-- BEGIN Data excerpts --
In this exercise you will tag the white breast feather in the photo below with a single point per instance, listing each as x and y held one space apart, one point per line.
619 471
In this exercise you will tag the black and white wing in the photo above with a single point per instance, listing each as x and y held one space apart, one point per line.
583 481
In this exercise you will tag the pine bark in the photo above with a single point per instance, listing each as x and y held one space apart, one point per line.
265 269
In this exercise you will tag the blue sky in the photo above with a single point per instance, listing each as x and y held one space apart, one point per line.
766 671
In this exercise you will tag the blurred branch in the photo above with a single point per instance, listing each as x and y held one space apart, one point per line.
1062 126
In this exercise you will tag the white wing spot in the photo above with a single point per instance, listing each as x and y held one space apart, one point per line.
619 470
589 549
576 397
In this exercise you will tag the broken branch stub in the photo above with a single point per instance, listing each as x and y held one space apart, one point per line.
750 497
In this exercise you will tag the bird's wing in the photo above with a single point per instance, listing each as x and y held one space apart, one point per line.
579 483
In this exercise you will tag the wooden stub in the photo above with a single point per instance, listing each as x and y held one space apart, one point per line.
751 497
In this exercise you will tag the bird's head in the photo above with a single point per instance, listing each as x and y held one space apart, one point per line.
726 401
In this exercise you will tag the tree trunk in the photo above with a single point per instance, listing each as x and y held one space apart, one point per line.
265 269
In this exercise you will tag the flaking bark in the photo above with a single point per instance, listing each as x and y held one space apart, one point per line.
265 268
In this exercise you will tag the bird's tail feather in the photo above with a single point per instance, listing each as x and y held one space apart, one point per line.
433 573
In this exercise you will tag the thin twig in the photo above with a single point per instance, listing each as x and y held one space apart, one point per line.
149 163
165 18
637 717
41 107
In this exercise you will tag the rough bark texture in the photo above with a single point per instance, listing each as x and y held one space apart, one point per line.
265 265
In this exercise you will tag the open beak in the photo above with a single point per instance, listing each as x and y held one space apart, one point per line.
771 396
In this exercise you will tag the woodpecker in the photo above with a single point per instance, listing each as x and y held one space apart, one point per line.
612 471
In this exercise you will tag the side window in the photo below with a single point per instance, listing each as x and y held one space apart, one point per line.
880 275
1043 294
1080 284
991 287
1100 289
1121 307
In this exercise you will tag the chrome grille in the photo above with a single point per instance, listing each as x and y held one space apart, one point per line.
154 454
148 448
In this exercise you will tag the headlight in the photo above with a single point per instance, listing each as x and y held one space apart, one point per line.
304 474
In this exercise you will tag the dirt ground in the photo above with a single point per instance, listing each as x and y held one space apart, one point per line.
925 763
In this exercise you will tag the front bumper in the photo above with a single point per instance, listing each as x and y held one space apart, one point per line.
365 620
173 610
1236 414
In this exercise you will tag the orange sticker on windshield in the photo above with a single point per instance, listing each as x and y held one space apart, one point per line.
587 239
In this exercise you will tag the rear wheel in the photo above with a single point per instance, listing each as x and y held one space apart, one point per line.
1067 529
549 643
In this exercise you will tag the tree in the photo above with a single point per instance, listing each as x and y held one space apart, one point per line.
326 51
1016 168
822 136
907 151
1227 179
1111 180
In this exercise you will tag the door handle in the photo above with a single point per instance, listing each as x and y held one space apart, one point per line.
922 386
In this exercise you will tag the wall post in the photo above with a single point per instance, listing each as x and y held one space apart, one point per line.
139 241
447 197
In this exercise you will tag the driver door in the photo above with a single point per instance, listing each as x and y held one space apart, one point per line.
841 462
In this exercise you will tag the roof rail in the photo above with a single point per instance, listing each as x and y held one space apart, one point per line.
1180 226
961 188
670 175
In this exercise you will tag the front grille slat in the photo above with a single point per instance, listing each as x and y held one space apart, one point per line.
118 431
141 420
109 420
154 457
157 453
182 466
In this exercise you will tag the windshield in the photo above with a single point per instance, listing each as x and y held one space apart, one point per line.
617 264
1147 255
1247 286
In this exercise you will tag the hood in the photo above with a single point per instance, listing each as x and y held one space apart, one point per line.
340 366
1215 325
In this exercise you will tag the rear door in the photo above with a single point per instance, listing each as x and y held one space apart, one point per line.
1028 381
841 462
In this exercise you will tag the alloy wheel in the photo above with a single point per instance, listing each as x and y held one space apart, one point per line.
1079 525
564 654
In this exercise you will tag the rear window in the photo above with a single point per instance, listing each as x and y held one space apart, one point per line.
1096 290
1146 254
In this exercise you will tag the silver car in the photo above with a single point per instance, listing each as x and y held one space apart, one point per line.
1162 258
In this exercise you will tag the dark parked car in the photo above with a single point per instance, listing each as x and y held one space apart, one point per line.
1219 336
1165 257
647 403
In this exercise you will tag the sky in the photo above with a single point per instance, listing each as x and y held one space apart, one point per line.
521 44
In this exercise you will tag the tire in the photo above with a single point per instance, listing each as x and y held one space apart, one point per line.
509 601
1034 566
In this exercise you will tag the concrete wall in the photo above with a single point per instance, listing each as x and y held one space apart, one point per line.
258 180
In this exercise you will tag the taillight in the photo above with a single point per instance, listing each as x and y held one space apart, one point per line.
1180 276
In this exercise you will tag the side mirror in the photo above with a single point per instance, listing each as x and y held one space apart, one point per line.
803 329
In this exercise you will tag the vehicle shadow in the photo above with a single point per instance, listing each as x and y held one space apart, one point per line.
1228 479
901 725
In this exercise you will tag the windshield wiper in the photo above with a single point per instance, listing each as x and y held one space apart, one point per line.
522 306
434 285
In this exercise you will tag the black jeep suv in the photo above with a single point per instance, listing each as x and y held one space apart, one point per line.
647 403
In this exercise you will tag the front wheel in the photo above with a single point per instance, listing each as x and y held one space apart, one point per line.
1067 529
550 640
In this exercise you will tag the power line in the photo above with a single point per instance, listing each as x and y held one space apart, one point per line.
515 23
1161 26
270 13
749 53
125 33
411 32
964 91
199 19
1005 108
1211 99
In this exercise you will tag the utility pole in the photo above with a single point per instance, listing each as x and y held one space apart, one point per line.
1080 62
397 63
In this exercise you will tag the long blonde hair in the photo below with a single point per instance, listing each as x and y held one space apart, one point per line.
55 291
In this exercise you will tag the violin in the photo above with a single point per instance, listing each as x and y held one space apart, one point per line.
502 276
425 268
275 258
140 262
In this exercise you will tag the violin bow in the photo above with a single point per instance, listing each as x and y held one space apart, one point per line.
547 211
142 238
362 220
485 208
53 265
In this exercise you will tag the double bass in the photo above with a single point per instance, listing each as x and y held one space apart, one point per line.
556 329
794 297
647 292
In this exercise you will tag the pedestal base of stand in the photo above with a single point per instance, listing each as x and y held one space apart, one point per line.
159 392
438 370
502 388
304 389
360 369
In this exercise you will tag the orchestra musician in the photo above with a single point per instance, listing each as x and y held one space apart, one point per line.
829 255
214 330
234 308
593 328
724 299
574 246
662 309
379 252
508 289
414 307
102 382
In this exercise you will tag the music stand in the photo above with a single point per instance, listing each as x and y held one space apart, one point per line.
-- END Data excerpts --
Goal of the exercise: Repeat the line that contains "In this exercise you will tag the double", then every line after it until the records end, with nothing added.

Output of the exercise:
In this exercise you will tag the double bass in the photo above with a single point per instance, listing each as x and y held one space apart, one point per line.
556 329
794 297
647 292
In this exercise you will tag the pedestal base of stand in the photo above with a single point per instance, listing each as x and y held one space apart, one point per line.
159 392
438 370
502 388
304 389
360 369
In this exercise you will tag the orchestra musician in the photo above with a single point per instance, listing each as x and y held one space apart, one point per line.
829 255
214 330
234 308
593 328
724 299
574 246
662 309
379 252
508 289
414 307
102 382
In this exercise you will tag the music stand in the photo above with a single point per instance, listing each as x and y held one space apart, one point per line.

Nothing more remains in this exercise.